Given problem → Rewrite the material below with every "thickest part" changed to "widest part", and leave everything else unchanged.

--- BEGIN Extracted information ---

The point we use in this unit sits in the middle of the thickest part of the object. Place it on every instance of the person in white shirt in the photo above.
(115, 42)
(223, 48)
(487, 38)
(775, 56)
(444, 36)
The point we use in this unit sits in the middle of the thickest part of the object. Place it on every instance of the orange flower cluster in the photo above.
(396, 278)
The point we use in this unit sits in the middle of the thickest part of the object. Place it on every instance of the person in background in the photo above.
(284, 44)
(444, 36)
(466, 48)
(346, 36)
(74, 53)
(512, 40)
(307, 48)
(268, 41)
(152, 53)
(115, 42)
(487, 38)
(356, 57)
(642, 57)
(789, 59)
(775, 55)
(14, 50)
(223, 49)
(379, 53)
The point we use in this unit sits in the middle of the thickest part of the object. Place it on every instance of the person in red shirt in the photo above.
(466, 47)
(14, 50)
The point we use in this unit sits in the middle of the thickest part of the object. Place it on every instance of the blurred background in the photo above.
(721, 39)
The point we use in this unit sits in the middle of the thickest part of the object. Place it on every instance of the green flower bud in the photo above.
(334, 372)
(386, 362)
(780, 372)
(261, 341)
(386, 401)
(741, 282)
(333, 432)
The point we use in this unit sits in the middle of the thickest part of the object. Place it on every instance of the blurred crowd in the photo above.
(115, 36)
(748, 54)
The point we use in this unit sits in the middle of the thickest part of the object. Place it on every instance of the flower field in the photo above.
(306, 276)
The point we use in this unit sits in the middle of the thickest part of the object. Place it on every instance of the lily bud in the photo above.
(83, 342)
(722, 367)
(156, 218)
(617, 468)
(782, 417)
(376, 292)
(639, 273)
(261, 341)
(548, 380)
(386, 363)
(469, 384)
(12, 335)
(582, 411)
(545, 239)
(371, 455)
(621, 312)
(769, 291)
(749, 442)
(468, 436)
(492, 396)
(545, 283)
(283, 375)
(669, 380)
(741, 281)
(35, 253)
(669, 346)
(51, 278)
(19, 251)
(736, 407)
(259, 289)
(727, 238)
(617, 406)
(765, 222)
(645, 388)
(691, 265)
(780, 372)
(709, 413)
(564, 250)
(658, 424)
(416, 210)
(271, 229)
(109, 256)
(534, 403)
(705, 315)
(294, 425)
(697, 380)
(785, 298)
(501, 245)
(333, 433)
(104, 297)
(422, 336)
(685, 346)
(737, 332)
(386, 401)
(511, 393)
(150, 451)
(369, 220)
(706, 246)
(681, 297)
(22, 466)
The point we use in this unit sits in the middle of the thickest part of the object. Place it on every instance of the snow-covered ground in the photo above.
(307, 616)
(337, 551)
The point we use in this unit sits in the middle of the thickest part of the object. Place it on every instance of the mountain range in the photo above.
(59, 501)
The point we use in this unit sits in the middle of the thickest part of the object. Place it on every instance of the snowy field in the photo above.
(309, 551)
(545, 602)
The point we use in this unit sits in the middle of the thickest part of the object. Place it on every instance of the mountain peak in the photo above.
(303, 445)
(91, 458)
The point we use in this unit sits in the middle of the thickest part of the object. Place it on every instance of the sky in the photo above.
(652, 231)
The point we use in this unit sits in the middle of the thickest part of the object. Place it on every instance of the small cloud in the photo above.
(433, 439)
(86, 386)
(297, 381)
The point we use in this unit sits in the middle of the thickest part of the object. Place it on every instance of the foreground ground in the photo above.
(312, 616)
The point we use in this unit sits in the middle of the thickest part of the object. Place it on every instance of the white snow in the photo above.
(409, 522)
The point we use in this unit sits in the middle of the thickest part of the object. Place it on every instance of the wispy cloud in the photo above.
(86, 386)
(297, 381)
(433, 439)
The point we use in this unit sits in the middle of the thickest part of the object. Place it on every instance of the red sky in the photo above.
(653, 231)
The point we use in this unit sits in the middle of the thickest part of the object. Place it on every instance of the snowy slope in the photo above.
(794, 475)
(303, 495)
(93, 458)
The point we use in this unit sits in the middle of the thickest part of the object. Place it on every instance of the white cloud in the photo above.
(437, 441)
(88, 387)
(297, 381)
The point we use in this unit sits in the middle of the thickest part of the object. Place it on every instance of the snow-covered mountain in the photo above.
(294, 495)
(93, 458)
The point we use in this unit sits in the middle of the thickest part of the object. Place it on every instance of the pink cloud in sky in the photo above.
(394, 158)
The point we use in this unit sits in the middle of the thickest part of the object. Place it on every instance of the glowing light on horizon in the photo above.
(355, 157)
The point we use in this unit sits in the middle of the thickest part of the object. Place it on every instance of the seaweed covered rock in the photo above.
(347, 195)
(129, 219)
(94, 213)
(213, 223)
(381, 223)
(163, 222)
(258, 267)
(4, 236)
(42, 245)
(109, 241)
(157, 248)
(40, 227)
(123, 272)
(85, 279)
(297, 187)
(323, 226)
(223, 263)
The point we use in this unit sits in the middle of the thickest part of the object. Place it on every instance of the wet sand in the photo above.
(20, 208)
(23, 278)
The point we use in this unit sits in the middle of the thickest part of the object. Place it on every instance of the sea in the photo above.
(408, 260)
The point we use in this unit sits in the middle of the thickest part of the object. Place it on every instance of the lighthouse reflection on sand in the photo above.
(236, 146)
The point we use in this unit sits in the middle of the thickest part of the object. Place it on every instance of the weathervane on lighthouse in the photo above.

--- END Extracted information ---

Full solution →
The point we use in this unit sits in the middle of the widest part of the object. Place it on every instance of the person in white shirt in the photo above.
(115, 42)
(223, 48)
(487, 38)
(775, 56)
(444, 36)
The point we use in this unit sits in the middle of the widest part of the object. Place it on every instance of the orange flower cluster in the photo above.
(396, 278)
The point we use in this unit sits in the middle of the widest part of the object. Place it on every instance of the person in background in the photo above.
(284, 44)
(444, 36)
(466, 48)
(346, 36)
(74, 53)
(512, 40)
(307, 48)
(268, 41)
(152, 53)
(115, 42)
(487, 38)
(356, 57)
(642, 57)
(789, 59)
(775, 55)
(14, 50)
(223, 49)
(379, 53)
The point we use in this unit sits in the middle of the widest part of the object. Place it on every instance of the person in red shirt in the photo above.
(466, 47)
(14, 50)
The point we use in this unit sits in the middle of the widest part of the object. Place it on every instance of the blurred background in the photo above.
(721, 39)
The point we use in this unit sits in the middle of the widest part of the object. Place it on every instance of the green flower bud in the photo above.
(334, 372)
(386, 362)
(780, 372)
(261, 341)
(386, 401)
(741, 282)
(333, 432)
The point we use in this unit sits in the middle of the widest part of the object. Place it on every instance of the blurred crowd in the photo above.
(115, 36)
(748, 54)
The point we use in this unit sits in the middle of the widest part of the object. Place it on every instance of the flower field in the photo above.
(306, 276)
The point we use in this unit sits in the middle of the widest part of the object. Place it on every instance of the lily bud in the photo above.
(83, 342)
(722, 367)
(156, 218)
(617, 468)
(782, 417)
(376, 292)
(639, 273)
(261, 341)
(548, 380)
(386, 363)
(469, 384)
(12, 335)
(582, 411)
(545, 239)
(371, 455)
(621, 312)
(769, 291)
(749, 442)
(468, 436)
(492, 396)
(545, 283)
(283, 375)
(669, 380)
(741, 281)
(35, 253)
(669, 346)
(51, 278)
(19, 251)
(736, 407)
(259, 289)
(727, 238)
(617, 406)
(765, 222)
(645, 388)
(691, 265)
(780, 372)
(709, 413)
(564, 250)
(658, 424)
(416, 210)
(271, 229)
(109, 256)
(534, 403)
(705, 315)
(294, 425)
(697, 380)
(785, 298)
(501, 245)
(333, 433)
(104, 297)
(422, 336)
(685, 346)
(737, 332)
(386, 401)
(511, 393)
(150, 451)
(369, 220)
(706, 246)
(681, 297)
(22, 466)
The point we use in this unit sits in the middle of the widest part of the object. Place it on every instance of the snow-covered ground in the photo above.
(307, 616)
(337, 551)
The point we use in this unit sits in the middle of the widest part of the object. Place it on every instance of the mountain range in the photo above.
(59, 501)
The point we use in this unit sits in the middle of the widest part of the object. Place it on every instance of the snowy field in the photo above.
(309, 551)
(545, 602)
The point we use in this unit sits in the middle of the widest part of the object. Place it on every instance of the mountain peak in the photo above.
(303, 445)
(91, 458)
The point we use in this unit sits in the middle of the widest part of the object. Place it on every instance of the sky in the photo above.
(652, 231)
The point we use in this unit sits in the middle of the widest part of the object. Place it on every instance of the small cloud in the photo above.
(433, 439)
(86, 386)
(297, 381)
The point we use in this unit sits in the middle of the widest part of the object. Place it on every instance of the foreground ground in the photo above.
(312, 616)
The point we use in this unit sits in the middle of the widest part of the object. Place it on every instance of the white snow in the photo above.
(409, 522)
The point we use in this unit sits in the middle of the widest part of the object. Place it on every instance of the wispy cloud in the photo above.
(86, 386)
(297, 381)
(433, 439)
The point we use in this unit sits in the middle of the widest part of the object. Place it on every instance of the red sky in the photo above.
(653, 231)
The point we use in this unit sits in the middle of the widest part of the object. Place it on every instance of the snowy slope in the photo above.
(794, 475)
(303, 495)
(93, 458)
The point we use in this unit sits in the middle of the widest part of the object. Place it on every instance of the white cloud in the photo above.
(437, 441)
(88, 387)
(297, 381)
The point we use in this unit sits in the middle of the widest part of the object. Place it on every instance of the snow-covered mountain in the photo above.
(294, 495)
(93, 458)
The point we use in this unit sits in the middle of the widest part of the object. Place it on every instance of the pink cloud in sky in the photo above.
(394, 158)
The point we use in this unit sits in the middle of the widest part of the object. Place it on every instance of the glowing light on horizon in the photo above.
(355, 157)
The point we use in this unit sits in the middle of the widest part of the object. Place it on every instance of the seaweed covered rock in the photo above.
(347, 195)
(129, 219)
(94, 213)
(213, 223)
(381, 223)
(163, 222)
(258, 267)
(4, 236)
(42, 245)
(109, 241)
(157, 248)
(40, 227)
(123, 272)
(85, 279)
(297, 187)
(323, 226)
(223, 263)
The point we use in this unit sits in the middle of the widest part of the object. Place it on every instance of the wet sand in the photo above.
(20, 208)
(23, 278)
The point we use in this unit sits in the middle of the widest part of the object. Place it on every instance of the sea in the photo above.
(408, 260)
The point we use in this unit sits in the middle of the widest part of the object. Place it on every instance of the lighthouse reflection on sand in the photo above.
(236, 146)
The point we use in this unit sits in the middle of the widest part of the object. Place it on every instance of the weathervane on lighthouse in the photo above.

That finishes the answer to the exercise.